How to complete this task: Reproduce each entry exactly, so that everything except the pictures is carried over.

Data for this task:
= = = = = = =

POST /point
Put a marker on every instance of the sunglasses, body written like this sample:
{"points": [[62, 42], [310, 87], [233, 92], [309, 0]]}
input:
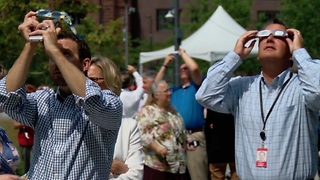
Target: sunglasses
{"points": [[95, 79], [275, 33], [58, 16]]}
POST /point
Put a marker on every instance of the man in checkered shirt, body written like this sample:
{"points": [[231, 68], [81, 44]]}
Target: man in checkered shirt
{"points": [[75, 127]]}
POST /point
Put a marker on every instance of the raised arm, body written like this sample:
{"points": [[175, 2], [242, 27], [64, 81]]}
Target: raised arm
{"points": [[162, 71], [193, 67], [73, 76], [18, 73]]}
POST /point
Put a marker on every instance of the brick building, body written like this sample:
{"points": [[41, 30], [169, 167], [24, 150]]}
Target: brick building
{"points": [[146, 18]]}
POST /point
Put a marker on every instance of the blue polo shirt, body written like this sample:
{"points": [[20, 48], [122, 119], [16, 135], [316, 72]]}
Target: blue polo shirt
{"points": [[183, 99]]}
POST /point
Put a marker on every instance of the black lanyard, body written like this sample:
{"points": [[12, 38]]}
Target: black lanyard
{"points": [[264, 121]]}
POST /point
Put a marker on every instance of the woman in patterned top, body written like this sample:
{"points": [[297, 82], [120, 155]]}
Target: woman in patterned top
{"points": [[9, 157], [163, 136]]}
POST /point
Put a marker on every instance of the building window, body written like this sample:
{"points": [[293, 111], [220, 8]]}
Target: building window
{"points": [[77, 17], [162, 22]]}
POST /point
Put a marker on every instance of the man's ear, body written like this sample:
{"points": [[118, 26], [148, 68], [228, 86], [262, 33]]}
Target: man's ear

= = = = = = =

Task answer:
POST /point
Put a marker on every instance of the sunglasses, body written like this sample:
{"points": [[62, 42], [310, 87], [233, 92], [309, 0]]}
input:
Target: sunglasses
{"points": [[95, 79], [275, 33], [58, 16]]}
POST /point
Put a marker on every instance of the man in checkered shirt, body written like this sample:
{"points": [[231, 68], [81, 44]]}
Target: man in checkered shirt
{"points": [[75, 127]]}
POST /point
Put a marker on every instance of the raised arm, body written like this sample:
{"points": [[175, 2], [242, 27], [64, 81]]}
Target: raised arm
{"points": [[162, 71], [193, 67], [73, 76], [18, 73]]}
POST /point
Put a marker on every instance of the brick building, body written like this sample:
{"points": [[41, 30], [169, 167], [24, 150]]}
Target: brick building
{"points": [[146, 18]]}
POST /point
Put a marker on every instance of the blue polo shirt, body written like this sample:
{"points": [[20, 48], [122, 119], [16, 135], [316, 72]]}
Target: blue polo shirt
{"points": [[183, 99]]}
POST /point
Put a marker on every instance of the black lanyard, body written like this sample:
{"points": [[12, 38]]}
Target: black lanyard
{"points": [[264, 121]]}
POST /point
Put a marker on every instance of the woman in patterned top, body written like this sample:
{"points": [[297, 82], [120, 155]]}
Target: woman in patterned top
{"points": [[9, 157], [163, 136]]}
POST /point
Put a marker on every instance of the building window, body written like this sample:
{"points": [[293, 111], [220, 8]]}
Target: building window
{"points": [[77, 17], [162, 22]]}
POST /point
Put a marker on every instance of the man's ear, body written like this sample:
{"points": [[118, 26], [148, 68], [228, 86], [262, 33]]}
Target: man's ear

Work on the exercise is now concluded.